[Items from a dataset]
================

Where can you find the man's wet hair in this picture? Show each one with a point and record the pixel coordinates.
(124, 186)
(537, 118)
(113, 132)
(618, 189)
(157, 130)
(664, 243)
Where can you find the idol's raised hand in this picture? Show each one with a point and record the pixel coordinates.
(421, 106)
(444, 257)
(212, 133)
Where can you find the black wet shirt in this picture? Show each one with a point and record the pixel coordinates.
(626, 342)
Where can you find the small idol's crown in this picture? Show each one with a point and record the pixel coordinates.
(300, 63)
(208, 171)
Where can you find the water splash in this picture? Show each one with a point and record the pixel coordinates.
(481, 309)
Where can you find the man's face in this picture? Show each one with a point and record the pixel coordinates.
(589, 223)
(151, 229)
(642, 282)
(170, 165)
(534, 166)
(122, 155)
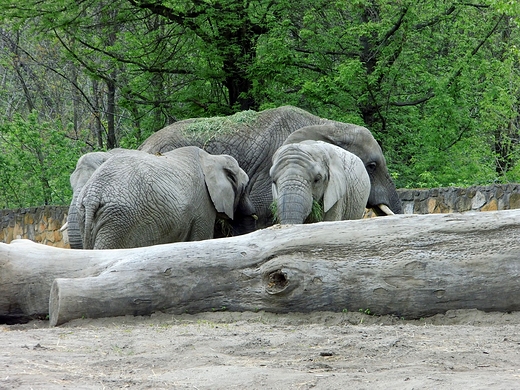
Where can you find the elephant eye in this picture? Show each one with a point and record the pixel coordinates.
(371, 167)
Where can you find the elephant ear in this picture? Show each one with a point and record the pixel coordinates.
(337, 186)
(222, 181)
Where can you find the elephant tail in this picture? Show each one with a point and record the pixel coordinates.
(86, 215)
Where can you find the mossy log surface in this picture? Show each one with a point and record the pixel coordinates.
(408, 265)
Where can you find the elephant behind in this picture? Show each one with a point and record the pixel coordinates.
(316, 171)
(253, 138)
(140, 199)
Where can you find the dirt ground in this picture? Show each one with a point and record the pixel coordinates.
(466, 349)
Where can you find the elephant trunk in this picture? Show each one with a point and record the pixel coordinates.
(294, 203)
(385, 193)
(75, 240)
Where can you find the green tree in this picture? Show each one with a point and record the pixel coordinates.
(36, 161)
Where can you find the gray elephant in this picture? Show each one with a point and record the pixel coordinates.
(85, 167)
(140, 199)
(253, 137)
(321, 172)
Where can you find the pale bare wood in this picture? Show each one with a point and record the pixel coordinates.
(409, 265)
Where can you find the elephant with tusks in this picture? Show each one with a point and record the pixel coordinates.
(252, 138)
(316, 172)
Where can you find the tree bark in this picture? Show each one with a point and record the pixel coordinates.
(408, 265)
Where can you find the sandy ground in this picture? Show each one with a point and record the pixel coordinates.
(465, 349)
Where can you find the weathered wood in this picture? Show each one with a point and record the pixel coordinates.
(27, 271)
(411, 266)
(408, 265)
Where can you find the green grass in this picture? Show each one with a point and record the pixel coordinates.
(316, 214)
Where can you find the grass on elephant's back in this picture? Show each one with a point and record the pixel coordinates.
(207, 128)
(316, 214)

================

— Short exercise —
Please copy the listing from the line containing "Where can you find the grass" through its last line, adding 4 to each number in the coordinates and keeping all other text unchanged.

— Solution below —
Where can you find the grass on elephant's back in this picture? Show each one with a point and record the pixel coordinates.
(211, 132)
(320, 218)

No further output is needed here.